> [WHAT IS BEING ASKED] The entries below must be returned exactly as they stand.

> [PROVIDED DATA]
##########
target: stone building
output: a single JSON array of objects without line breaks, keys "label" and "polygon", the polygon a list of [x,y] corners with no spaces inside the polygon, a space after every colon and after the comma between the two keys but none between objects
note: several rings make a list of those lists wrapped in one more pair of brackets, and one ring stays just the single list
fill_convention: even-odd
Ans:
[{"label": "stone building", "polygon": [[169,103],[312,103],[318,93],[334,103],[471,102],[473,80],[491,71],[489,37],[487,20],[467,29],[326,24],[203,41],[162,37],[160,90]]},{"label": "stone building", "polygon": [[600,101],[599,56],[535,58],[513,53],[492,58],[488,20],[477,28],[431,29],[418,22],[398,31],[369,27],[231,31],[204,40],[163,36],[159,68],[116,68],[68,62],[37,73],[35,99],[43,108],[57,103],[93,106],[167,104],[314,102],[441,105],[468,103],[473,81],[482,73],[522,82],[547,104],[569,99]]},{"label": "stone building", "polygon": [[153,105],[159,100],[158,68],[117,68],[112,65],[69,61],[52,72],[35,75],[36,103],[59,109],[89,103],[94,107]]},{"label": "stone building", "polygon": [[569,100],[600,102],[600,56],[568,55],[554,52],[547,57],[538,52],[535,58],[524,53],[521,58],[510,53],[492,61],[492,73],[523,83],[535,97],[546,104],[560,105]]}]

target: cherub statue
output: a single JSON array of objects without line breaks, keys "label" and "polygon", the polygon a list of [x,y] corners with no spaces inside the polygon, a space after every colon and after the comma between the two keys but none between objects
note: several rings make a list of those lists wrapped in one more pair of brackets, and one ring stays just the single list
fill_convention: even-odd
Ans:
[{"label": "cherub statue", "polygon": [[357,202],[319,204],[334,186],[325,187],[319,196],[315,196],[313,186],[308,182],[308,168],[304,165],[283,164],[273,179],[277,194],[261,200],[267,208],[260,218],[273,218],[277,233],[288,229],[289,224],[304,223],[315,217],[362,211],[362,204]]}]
##########
> [SOLUTION FOR THIS EXERCISE]
target: stone building
output: a single JSON array of objects without line breaks, keys "label" and "polygon", the polygon a list of [x,y] corners with no spaces inside the polygon, a space after every colon and after the comma between the two keys but none between objects
note: several rings make a list of those lists wrapped in one more pair of brackets, and one ring stays just the single list
fill_convention: even-odd
Ans:
[{"label": "stone building", "polygon": [[169,103],[312,103],[318,93],[334,103],[471,102],[473,80],[491,71],[489,37],[487,20],[467,29],[326,24],[203,41],[162,37],[160,90]]},{"label": "stone building", "polygon": [[600,101],[599,56],[535,58],[513,53],[492,58],[488,20],[477,28],[431,29],[418,22],[398,31],[369,27],[231,31],[204,40],[163,36],[159,68],[116,68],[68,62],[37,73],[35,99],[43,108],[57,103],[93,106],[167,104],[314,102],[441,105],[468,103],[473,81],[482,73],[522,82],[547,104],[569,99]]},{"label": "stone building", "polygon": [[153,105],[159,100],[158,68],[117,68],[112,65],[69,61],[52,72],[35,75],[36,103],[59,109],[89,103],[94,107]]},{"label": "stone building", "polygon": [[569,100],[600,102],[600,56],[568,55],[554,52],[547,57],[538,52],[535,58],[524,53],[521,58],[510,53],[492,61],[492,73],[523,83],[535,97],[546,104],[560,105]]}]

target: cherub statue
output: a single JSON array of objects without line breaks, keys "label" and "polygon", the polygon a list of [x,y] corners with no spaces inside the polygon, a space after every colon and after the comma between the two keys but none between objects
note: several rings make a list of those lists wrapped in one more pair of brackets, and one ring stays just the single list
fill_convention: even-odd
Ans:
[{"label": "cherub statue", "polygon": [[357,202],[319,204],[334,186],[325,187],[319,196],[315,196],[313,186],[308,182],[308,168],[304,165],[283,164],[273,179],[277,194],[261,200],[267,208],[260,218],[273,218],[277,233],[288,229],[289,224],[304,223],[315,217],[362,211],[362,204]]}]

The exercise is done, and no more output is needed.